#### EXERCISE INPUTS
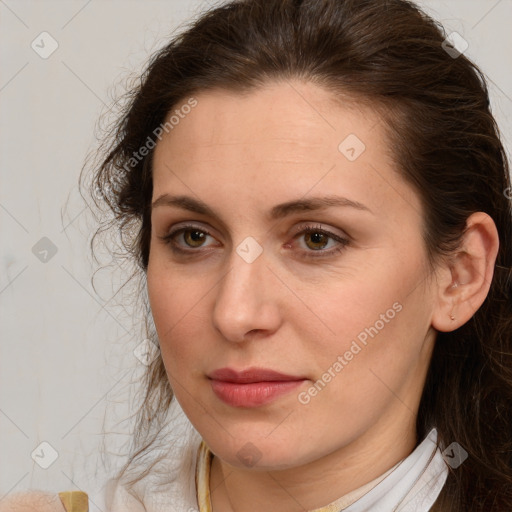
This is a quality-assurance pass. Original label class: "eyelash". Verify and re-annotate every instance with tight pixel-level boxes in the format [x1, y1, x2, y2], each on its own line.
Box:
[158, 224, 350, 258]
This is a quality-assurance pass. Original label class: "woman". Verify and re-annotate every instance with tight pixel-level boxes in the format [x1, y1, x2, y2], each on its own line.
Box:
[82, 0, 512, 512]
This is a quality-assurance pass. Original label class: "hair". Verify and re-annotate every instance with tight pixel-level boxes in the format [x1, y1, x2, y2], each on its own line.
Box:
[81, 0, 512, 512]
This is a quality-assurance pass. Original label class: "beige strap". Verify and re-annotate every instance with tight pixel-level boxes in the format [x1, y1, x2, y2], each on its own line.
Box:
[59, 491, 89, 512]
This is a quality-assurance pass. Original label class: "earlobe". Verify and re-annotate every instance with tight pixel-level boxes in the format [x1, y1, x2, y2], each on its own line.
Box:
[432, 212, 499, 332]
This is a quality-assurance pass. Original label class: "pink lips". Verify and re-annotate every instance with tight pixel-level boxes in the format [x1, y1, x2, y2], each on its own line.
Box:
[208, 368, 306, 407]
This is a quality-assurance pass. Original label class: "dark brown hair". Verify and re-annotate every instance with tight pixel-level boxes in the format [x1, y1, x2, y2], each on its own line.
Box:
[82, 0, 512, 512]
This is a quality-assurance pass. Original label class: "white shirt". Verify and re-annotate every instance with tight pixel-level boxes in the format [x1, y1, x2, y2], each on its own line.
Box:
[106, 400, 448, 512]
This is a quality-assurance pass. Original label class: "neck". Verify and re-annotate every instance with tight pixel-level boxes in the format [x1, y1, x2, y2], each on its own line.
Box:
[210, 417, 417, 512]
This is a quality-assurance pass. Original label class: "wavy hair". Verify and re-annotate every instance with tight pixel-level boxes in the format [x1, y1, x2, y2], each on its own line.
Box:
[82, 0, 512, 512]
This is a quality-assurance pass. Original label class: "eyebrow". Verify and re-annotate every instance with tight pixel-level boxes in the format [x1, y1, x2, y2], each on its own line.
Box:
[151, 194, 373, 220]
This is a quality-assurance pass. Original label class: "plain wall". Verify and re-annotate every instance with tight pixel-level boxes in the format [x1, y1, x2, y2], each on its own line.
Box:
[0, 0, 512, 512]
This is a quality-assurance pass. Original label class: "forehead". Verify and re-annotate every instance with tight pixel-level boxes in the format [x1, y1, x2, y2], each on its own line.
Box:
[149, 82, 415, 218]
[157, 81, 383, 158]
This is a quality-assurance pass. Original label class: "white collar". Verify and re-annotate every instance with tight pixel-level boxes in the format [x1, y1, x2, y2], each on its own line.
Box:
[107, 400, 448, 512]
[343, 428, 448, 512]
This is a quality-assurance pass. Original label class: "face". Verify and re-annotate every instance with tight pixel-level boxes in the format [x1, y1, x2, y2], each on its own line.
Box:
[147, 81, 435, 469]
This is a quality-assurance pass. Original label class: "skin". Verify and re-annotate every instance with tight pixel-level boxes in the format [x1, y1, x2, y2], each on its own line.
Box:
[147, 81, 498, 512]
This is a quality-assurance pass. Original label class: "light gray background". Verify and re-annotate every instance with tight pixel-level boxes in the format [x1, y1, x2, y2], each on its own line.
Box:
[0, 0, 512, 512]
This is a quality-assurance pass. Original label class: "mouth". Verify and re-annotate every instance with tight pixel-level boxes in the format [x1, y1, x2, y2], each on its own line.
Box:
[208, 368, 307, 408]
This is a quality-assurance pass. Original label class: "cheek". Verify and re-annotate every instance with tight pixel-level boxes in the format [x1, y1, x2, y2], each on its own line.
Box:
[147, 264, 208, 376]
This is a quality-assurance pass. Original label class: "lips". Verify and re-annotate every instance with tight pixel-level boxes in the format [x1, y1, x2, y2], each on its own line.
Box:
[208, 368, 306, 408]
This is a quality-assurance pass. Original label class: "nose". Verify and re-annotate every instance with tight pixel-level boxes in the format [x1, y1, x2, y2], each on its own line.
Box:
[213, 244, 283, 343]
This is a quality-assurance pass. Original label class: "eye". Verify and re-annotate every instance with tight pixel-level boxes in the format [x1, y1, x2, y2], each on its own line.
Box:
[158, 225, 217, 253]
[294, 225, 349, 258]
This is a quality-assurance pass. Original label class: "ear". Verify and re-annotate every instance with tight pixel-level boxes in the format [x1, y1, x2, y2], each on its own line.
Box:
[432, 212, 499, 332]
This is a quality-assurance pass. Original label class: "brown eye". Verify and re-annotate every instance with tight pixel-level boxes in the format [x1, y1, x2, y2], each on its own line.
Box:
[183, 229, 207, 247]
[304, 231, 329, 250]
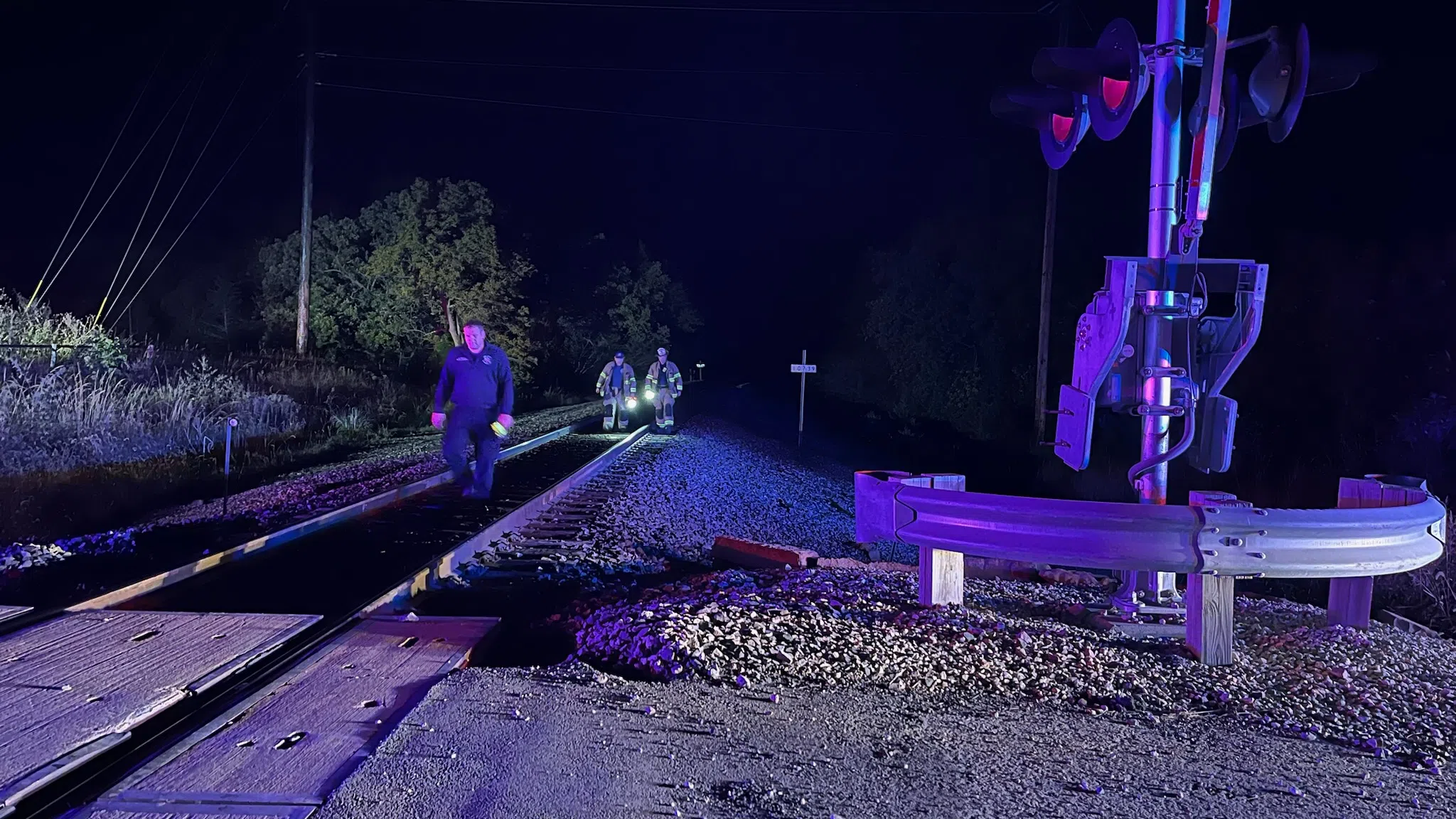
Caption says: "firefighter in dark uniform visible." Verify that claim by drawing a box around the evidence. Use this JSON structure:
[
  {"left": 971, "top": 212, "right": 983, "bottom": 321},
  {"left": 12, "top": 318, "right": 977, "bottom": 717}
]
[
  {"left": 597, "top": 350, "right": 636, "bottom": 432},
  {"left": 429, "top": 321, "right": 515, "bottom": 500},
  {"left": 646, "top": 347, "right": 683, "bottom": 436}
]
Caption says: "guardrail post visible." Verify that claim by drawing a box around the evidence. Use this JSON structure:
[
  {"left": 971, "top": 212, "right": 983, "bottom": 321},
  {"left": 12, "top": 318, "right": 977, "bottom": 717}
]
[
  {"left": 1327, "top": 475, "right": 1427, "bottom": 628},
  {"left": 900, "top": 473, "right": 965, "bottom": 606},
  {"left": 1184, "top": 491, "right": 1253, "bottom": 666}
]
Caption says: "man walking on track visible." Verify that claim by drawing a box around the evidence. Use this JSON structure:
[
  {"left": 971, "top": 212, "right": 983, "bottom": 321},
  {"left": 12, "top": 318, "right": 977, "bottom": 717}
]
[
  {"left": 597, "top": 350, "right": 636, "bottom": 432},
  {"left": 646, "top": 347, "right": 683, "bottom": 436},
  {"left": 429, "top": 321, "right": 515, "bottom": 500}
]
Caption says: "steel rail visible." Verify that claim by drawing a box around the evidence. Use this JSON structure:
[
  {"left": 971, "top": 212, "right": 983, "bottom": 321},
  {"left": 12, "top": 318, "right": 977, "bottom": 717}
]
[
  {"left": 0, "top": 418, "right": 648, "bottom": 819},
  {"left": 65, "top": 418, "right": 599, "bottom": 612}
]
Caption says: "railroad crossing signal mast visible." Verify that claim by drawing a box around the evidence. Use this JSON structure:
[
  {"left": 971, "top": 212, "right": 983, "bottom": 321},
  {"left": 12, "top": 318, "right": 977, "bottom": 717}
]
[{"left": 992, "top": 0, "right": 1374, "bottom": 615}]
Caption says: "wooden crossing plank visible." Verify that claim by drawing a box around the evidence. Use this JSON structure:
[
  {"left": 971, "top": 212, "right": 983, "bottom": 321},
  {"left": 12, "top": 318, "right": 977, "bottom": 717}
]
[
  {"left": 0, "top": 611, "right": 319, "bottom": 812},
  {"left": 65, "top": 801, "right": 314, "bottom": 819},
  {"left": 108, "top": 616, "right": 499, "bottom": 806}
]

#### REQUIREMENT
Quote the rows verbatim, beginning with the first of them and ending after the line that contains "[208, 368, 306, 407]". Leave the pictures out of your answer.

#### WRITTEN RESPONSE
This is a quality-assurance pass. Original label class: "eyelash". Verify and re-annotate every instance with tight pixel-level boxes in the format [x1, y1, x2, y2], each on its own line.
Box:
[158, 224, 350, 258]
This is a quality-assurance pass. Original label class: "woman". Verify and re-annotate every instance with tight pixel-level boxes in the format [x1, y1, x2, y2], each on its own line.
Box:
[82, 0, 512, 512]
This is a quality-assurance pass. Original label class: "hair". Verify and re-annotate every instance with tight pixel-level boxes in the format [x1, y1, x2, y2], each on its own line.
Box:
[81, 0, 512, 512]
This is a quality-assurance pass. Original label class: "beige strap". Verify and re-annotate every instance with tight pixel-level boxes in the format [x1, y1, x2, y2], each on its own line.
Box:
[59, 491, 89, 512]
This is a quality-assurance pass. Original label class: "earlobe". Verify and re-annotate every instance with tight pixel-level boxes in the format [x1, y1, x2, y2], each on its own line.
Box:
[432, 212, 499, 332]
This is a quality-assurance pass. Original label class: "pink lips". Verify and re-annotate every instance with tight pixel-level boxes in the format [x1, y1, x2, y2], each on its own line.
Box:
[208, 368, 306, 407]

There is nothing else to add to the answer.